### Description of the task
Duplicate the outdoor news text below word for word, from its headline to its final sentence.

### Supplied passage
Bighorns drop like flies

The Spokesman-Review

About 90 percent of the wild bighorn sheep in Montana’s Elkhorn Mountains have died of pneumonia in what wildlife officials called an “all-age die-off.”

Tom Carlsen, a biologist for Montana Fish, Wildlife and Parks, said that had the die-off not occurred, the herd should have numbered about 220.

Only 19 bighorn sheep were found alive last week.

“I’m not aware of any place in Montana where we’ve had a die-off of this magnitude,” Carlsen said. “We lost more than 90 percent of the herd.”

The die-off was suspected in January after 12 sheep were found dead. Tests confirmed they had pneumonia, which bighorn sheep can catch through nose-to-nose contact with domestic sheep or goats.

Carlsen said there was some “mixing” of the bighorns with at least one domestic herd of sheep, and possibly with a herd of goats.

Associated Press

FISHING

Diversified portfolio

Luckily, the hatchery system builds in diversification and safeguards to help protect fisheries from disease outbreaks and bonehead mistakes, such as the recent one at a Clearwater Fish Hatchery that resulted in the loss of nearly 200,000 young spring chinook salmon ready for release into the Lochsa River.

### Extracted material
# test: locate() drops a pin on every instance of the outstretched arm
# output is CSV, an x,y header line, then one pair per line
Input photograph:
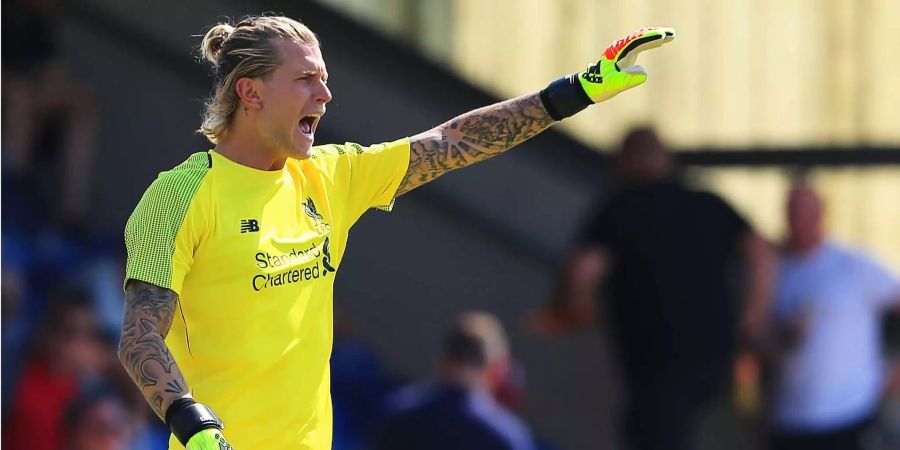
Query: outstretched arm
x,y
148,316
491,130
473,137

### Result of the exercise
Bighorns drop like flies

The Spokesman-Review

About 90 percent of the wild bighorn sheep in Montana’s Elkhorn Mountains have died of pneumonia in what wildlife officials called an “all-age die-off.”

Tom Carlsen, a biologist for Montana Fish, Wildlife and Parks, said that had the die-off not occurred, the herd should have numbered about 220.

Only 19 bighorn sheep were found alive last week.

“I’m not aware of any place in Montana where we’ve had a die-off of this magnitude,” Carlsen said. “We lost more than 90 percent of the herd.”

The die-off was suspected in January after 12 sheep were found dead. Tests confirmed they had pneumonia, which bighorn sheep can catch through nose-to-nose contact with domestic sheep or goats.

Carlsen said there was some “mixing” of the bighorns with at least one domestic herd of sheep, and possibly with a herd of goats.

Associated Press

FISHING

Diversified portfolio

Luckily, the hatchery system builds in diversification and safeguards to help protect fisheries from disease outbreaks and bonehead mistakes, such as the recent one at a Clearwater Fish Hatchery that resulted in the loss of nearly 200,000 young spring chinook salmon ready for release into the Lochsa River.